* Start *

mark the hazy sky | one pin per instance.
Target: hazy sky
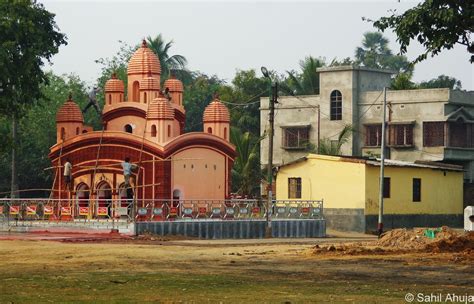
(222, 37)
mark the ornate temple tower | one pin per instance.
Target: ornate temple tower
(216, 119)
(69, 121)
(175, 92)
(143, 64)
(114, 92)
(160, 120)
(149, 88)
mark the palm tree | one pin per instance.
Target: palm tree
(246, 174)
(306, 82)
(175, 64)
(329, 147)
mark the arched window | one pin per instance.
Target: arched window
(336, 105)
(136, 91)
(82, 195)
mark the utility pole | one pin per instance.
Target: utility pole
(382, 164)
(319, 129)
(273, 100)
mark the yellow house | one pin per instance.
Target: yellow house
(415, 194)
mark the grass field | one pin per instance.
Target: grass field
(202, 271)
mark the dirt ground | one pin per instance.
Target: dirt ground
(39, 268)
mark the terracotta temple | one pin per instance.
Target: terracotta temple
(148, 127)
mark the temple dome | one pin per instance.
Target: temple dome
(69, 112)
(150, 83)
(144, 61)
(173, 84)
(114, 85)
(216, 111)
(160, 108)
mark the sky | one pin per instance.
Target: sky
(219, 38)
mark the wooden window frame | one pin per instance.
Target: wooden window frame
(416, 190)
(302, 134)
(296, 192)
(335, 105)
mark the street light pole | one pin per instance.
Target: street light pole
(382, 164)
(273, 100)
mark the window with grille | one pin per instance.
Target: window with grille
(294, 187)
(461, 134)
(386, 187)
(336, 105)
(373, 135)
(401, 135)
(417, 189)
(295, 137)
(433, 134)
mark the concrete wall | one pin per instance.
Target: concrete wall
(405, 106)
(235, 229)
(199, 173)
(392, 221)
(441, 191)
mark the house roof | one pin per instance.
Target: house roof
(376, 162)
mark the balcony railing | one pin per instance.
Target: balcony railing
(156, 210)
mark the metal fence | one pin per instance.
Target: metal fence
(156, 210)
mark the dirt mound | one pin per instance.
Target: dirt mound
(420, 238)
(464, 243)
(427, 240)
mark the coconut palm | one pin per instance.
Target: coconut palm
(246, 173)
(306, 82)
(175, 64)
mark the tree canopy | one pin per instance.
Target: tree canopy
(28, 36)
(375, 53)
(436, 24)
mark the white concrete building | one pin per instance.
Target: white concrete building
(423, 125)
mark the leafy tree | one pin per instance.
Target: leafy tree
(28, 36)
(375, 53)
(175, 64)
(244, 95)
(37, 132)
(330, 147)
(117, 64)
(246, 173)
(436, 24)
(306, 82)
(403, 82)
(442, 81)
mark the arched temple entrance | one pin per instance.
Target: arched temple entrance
(104, 199)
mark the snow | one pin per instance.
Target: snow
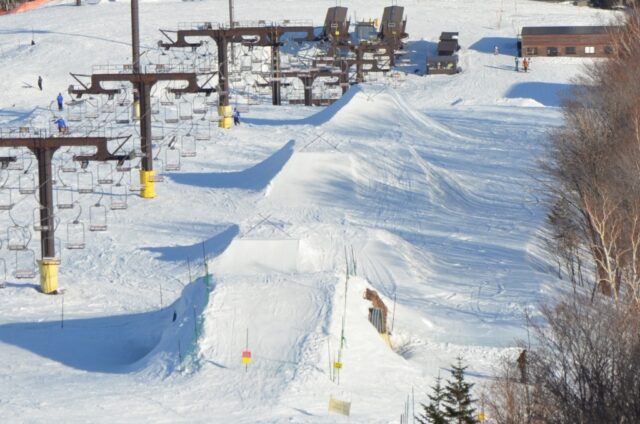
(429, 183)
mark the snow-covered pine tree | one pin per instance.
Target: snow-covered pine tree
(433, 413)
(458, 404)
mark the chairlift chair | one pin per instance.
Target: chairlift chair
(118, 199)
(6, 202)
(98, 218)
(18, 164)
(75, 235)
(37, 222)
(185, 110)
(122, 113)
(188, 146)
(157, 133)
(167, 99)
(85, 182)
(171, 114)
(68, 164)
(75, 112)
(155, 106)
(64, 197)
(105, 173)
(199, 105)
(25, 265)
(92, 110)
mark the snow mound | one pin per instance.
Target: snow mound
(114, 344)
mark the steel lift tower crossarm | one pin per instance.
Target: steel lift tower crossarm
(44, 148)
(143, 83)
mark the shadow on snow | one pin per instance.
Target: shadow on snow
(255, 178)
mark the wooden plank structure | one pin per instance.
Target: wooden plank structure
(581, 41)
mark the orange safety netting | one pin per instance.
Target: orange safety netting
(24, 7)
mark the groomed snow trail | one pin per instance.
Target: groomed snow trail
(430, 183)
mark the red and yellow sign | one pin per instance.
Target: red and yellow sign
(246, 357)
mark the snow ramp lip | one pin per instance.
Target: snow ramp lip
(317, 119)
(117, 344)
(255, 178)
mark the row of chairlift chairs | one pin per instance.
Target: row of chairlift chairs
(114, 181)
(121, 179)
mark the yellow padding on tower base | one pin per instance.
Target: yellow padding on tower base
(225, 114)
(148, 190)
(49, 275)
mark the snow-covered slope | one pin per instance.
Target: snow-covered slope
(427, 184)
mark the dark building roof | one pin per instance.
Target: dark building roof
(445, 36)
(442, 59)
(448, 46)
(392, 14)
(568, 30)
(335, 14)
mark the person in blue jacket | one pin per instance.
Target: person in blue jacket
(236, 116)
(62, 126)
(60, 100)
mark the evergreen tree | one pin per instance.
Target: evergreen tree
(458, 404)
(433, 413)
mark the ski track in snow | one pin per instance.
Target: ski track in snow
(429, 182)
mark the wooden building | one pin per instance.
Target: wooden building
(448, 44)
(583, 41)
(446, 61)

* End *

- [Aim of the task] Reproduce all of the rows above verbatim, omitting the pictures.

- [Answer in full]
mark the hazy sky | one pin per instance.
Target: hazy sky
(222, 37)
mark the ornate temple tower | one pin per instance.
Target: ornate temple tower
(216, 119)
(69, 121)
(175, 92)
(143, 64)
(114, 92)
(160, 120)
(149, 88)
mark the palm tree | one pin per instance.
Target: palm tree
(246, 174)
(306, 82)
(175, 64)
(329, 147)
mark the arched window | one pin per instance.
Target: arched window
(336, 105)
(136, 91)
(82, 195)
mark the utility pole | one pin per instance.
Target: utility pole
(382, 164)
(319, 129)
(273, 100)
mark the yellow house | one pin per instance.
Target: yellow house
(415, 194)
mark the grass field | one pin per instance.
Target: grass field
(202, 271)
mark the dirt ground | one pin per instance.
Target: dirt ground
(39, 268)
mark the terracotta temple | one pin per instance.
Target: terracotta temple
(148, 127)
mark the temple dome | one pin per instance.
Target: temple dome
(69, 112)
(150, 83)
(144, 61)
(173, 84)
(114, 85)
(216, 111)
(160, 108)
mark the sky | one pin per instance.
Target: sky
(219, 38)
mark the wooden window frame | one pin per instance.
Target: wooden window frame
(416, 190)
(302, 134)
(296, 192)
(335, 105)
mark the street light pole | one pin per instance.
Target: street light pole
(382, 164)
(273, 100)
mark the window with grille | one pin per instance.
Target: window with grille
(294, 187)
(461, 134)
(386, 187)
(336, 105)
(373, 135)
(401, 135)
(417, 189)
(295, 137)
(433, 134)
mark the concrete wall | one pin per instance.
Target: concrete wall
(405, 106)
(235, 229)
(199, 173)
(392, 221)
(441, 191)
mark the house roof | one pin per instance.
Target: house roof
(376, 162)
mark the balcony railing | one pin per instance.
Target: balcony railing
(156, 210)
mark the metal fence | one pin per instance.
Target: metal fence
(156, 210)
mark the dirt mound | one pin per instance.
Target: dirt mound
(420, 238)
(464, 243)
(427, 240)
mark the coconut palm | one pin per instance.
Target: coconut palm
(246, 173)
(306, 82)
(175, 64)
mark the tree canopy | one pin per instance.
Target: tree canopy
(28, 36)
(375, 53)
(436, 24)
mark the white concrete building | one pin per instance.
Target: white concrete building
(423, 125)
mark the leafy tree | one pin per instance.
Target: leafy tree
(28, 36)
(375, 53)
(175, 64)
(244, 95)
(37, 132)
(330, 147)
(117, 64)
(246, 173)
(436, 24)
(306, 82)
(403, 82)
(442, 81)
mark the arched temple entrance | one pin per instance.
Target: arched temple entrance
(104, 199)
mark the snow | one pin per instance.
Target: snow
(429, 183)
mark the snow-covered pine tree | one pin per instance.
Target: snow-covered pine tree
(433, 413)
(458, 404)
mark the chairlift chair | one pin per instance.
Target: chairlift chair
(118, 199)
(6, 202)
(98, 218)
(18, 164)
(75, 235)
(37, 222)
(185, 110)
(122, 113)
(188, 146)
(157, 133)
(167, 99)
(85, 182)
(171, 114)
(68, 164)
(75, 112)
(155, 106)
(64, 197)
(105, 173)
(199, 105)
(25, 265)
(92, 110)
mark the snow mound | one pin per instance.
Target: snow mound
(114, 344)
mark the steel lift tower crossarm | one pin per instance.
Target: steel lift tower crossarm
(44, 148)
(143, 83)
mark the shadow on snow | one pin per instance.
Target: shadow on snow
(255, 178)
mark the wooden plank structure | one pin per instance.
Target: wooden plank structure
(581, 41)
mark the orange safety netting | one pin per instance.
Target: orange safety netting
(24, 7)
mark the groomed snow trail | one pin per instance.
Target: groomed snow trail
(430, 183)
mark the red and yellow sign | one pin per instance.
Target: red and yellow sign
(246, 357)
mark the snow ramp lip | one pin per instance.
Target: snow ramp lip
(317, 119)
(117, 344)
(255, 178)
mark the row of chairlift chairs | one pin per instance.
Target: row of chairlift chairs
(114, 181)
(121, 179)
mark the yellow padding on tower base | one pin per instance.
Target: yellow padding on tower base
(225, 114)
(148, 190)
(49, 275)
mark the snow-covered slope | one pin per instance.
Target: snow-covered slope
(427, 184)
mark the dark building roof | one pin per instance.
Target: dark building roof
(445, 36)
(442, 59)
(448, 46)
(392, 14)
(568, 30)
(335, 14)
mark the person in blue jacket | one pin per instance.
Target: person in blue jacket
(236, 116)
(62, 126)
(60, 100)
mark the evergreen tree | one pin per instance.
Target: evergreen tree
(458, 404)
(433, 413)
mark the ski track in snow | one pin per instance.
Target: ski track in snow
(429, 182)
mark the wooden building | one pin per instance.
Target: wooden building
(448, 44)
(583, 41)
(446, 61)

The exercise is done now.